──────── Supplied entries

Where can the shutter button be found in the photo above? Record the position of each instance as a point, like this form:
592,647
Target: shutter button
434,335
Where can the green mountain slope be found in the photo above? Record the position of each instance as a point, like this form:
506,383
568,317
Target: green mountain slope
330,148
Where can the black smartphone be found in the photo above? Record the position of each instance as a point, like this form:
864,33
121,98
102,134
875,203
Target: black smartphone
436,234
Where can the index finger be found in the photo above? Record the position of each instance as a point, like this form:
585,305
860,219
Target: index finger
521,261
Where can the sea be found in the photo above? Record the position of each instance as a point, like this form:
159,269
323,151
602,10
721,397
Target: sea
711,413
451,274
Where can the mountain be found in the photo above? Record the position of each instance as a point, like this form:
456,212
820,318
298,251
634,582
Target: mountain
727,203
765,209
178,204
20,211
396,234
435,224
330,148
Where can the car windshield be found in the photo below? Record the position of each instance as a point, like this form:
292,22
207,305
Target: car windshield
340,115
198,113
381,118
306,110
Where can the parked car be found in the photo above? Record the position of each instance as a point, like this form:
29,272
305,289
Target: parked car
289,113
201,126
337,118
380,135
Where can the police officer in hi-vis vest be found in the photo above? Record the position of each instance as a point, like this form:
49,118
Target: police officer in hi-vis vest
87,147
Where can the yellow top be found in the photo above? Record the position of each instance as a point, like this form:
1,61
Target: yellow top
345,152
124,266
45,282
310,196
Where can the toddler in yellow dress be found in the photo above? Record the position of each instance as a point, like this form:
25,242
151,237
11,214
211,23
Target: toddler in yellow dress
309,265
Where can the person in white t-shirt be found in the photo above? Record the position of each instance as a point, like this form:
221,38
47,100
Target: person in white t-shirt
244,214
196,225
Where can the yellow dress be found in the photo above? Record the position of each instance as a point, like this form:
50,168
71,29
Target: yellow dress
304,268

────────────────

Task details
Reproduce the data in full, exactly.

Task output
Where can the shutter button be found in the photo above? Record the position of each instance as a point, like this form:
592,647
Target: shutter button
434,335
Where can the green mountain slope be found in the photo above? Record the position of each instance as a point, like this form:
506,383
568,317
Target: green mountain slope
330,148
Where can the black smartphone be found in the photo above? Record the position of each instance as a point, like this form:
864,33
121,98
102,134
875,203
Target: black smartphone
436,234
Where can the index finger be found in the photo above? Record the position of each instance as a point, like this form:
585,305
860,219
Target: index finger
521,261
Where can the sea be found in the photo above? Record the position of each instance as a point, like this form:
159,269
323,151
602,10
721,397
Target: sea
711,413
451,274
Where can the mountain be found in the photo above? Record the position of each instance as a point, like this form:
456,212
820,318
298,251
634,582
Target: mountain
727,203
765,209
178,204
20,211
396,234
435,224
330,148
Where can the car windshield be found in the photo below? Record the position of each instance as a point, like this form:
292,22
207,305
Target: car windshield
340,115
198,113
381,118
306,110
Where can the parked car be found in the photo above? Record the position of each instance as a point, like this form:
29,272
305,289
Target: parked car
289,113
201,126
337,118
380,135
Where can the police officer in hi-vis vest be found in the photo above? Record the position of each instance as a point, like this form:
49,118
Target: police officer in hi-vis vest
87,147
Where can the yellow top be found in the photo above? Record the position of each instance as a point, like this form:
1,61
Target: yellow top
345,152
124,266
45,282
310,196
Where can the toddler in yellow dress be found in the photo above? Record the position of each instance as a point, like this form:
25,242
151,237
11,214
211,23
Target: toddler in yellow dress
309,265
Where can the person in white t-shirt be found in the photo above? Record the position of each instance as a point, like this form:
221,38
47,100
Target: person in white t-shirt
244,214
196,225
Where can the yellow dress be found in the photo above? Record the position of each instance as a point, like this form:
50,168
71,29
Target: yellow dress
304,268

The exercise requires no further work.